═════ Excerpted text ═════
Mainstream culture doesn't like "games" because they they think they already know what games are. So we're stuck with calling experiences like Dear Esther "games" and sticking them in the ghetto with GTA, where the mainstream can happily ignore them. The mainstream doesn't care about GOTY, and isn't reading RPS or Eurogamer to look for their next fix. They're reading articles in the NYT about how gamers harrass women, or seeing reports on Fox about "murder sims" - y'know, baggage.

 

Do you refer to yourself as a gamer in polite society?

 

Robert Yang, often a scathing critic of the games industry, has a few thoughts on setting the rules for VR in an attempt to escape gaming's past. He cites the mobile platform as a model for the future. I'm inclined to agree -  Interactive Fiction seems to have succeeded in attracting a new crowd on mobile, away from toxic "gamers"
[emphasis mine]

Quote

ten years ago, when the Facebook games / mobile games market first started growing, hopeful gamer bloggers and critics predicted this "casual revolution" would force society and gamers to normalize their everyday relationship with video games. Finally, young angry male gamers would be forced to share the "gamer" identity with their moms, and video games could now be a great big inclusive space!

... Instead, the casual revolution was cancelled. Mobile game users (i.e. the rest of society) didn't want to be associated with gamers, and this rejection just radicalized the most poisonous strains of gamer culture even further.
═════ Data shown ═════
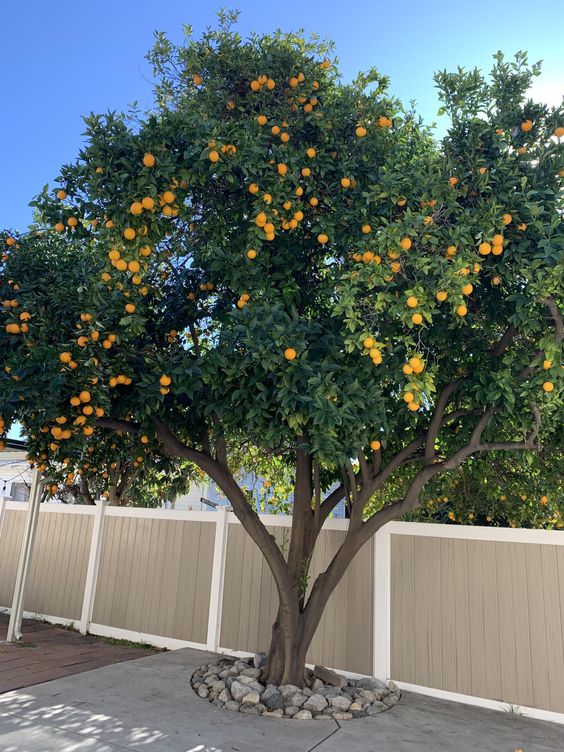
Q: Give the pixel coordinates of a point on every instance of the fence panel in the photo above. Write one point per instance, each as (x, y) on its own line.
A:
(155, 575)
(479, 617)
(344, 636)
═════
Work item A
Translate this sentence from the text on gamer culture into Spanish: "Do you refer to yourself as a gamer in polite society?"
Work item B
Please rewrite the stretch of the text on gamer culture from "ten years ago, when" through "culture even further.", swapping "casual revolution" for "mobile boom".
Work item C
Extend the text on gamer culture past its final sentence.
The items have nothing to do with the tasks.

Written reply A
¿Te describes como gamer en la buena sociedad?

Written reply B
ten years ago, when the Facebook games / mobile games market first started growing, hopeful gamer bloggers and critics predicted this "mobile boom" would force society and gamers to normalize their everyday relationship with video games. Finally, young angry male gamers would be forced to share the "gamer" identity with their moms, and video games could now be a great big inclusive space!

... Instead, the mobile boom was cancelled. Mobile game users (i.e. the rest of society) didn't want to be associated with gamers, and this rejection just radicalized the most poisonous strains of gamer culture even further.

Written reply C
Zoe Quinn suggests calling these new experiences "altgames" - a compromise that acknowledges they're like games, but also evokes memories of alternative music, alt-lit, and the like [emphasis mine]:
 

Quote

What people don't realize is that when you start making things outside of the convention of what is normal or good or "best practices", you're also shedding some of the baggage that comes with the concept of what a game "should" be. You won't be at the mercy of design conventions that haven't been challenged in 20 years just because they "seem game-y". You're starting with a truly blank canvas, and that has just as much potential to yield truly experimental work as it does to produce crap.
{...}
I believe the likely audience for altgames is going to be people who would never have thought they'd be interested in games, warded off by existing preconceptions.

 

I don't have the answers, but I think Dear Esther would be better off not being weighed down with all the baggage of gaming, if it wants to reach a wider audience.  We might all be better off as a result.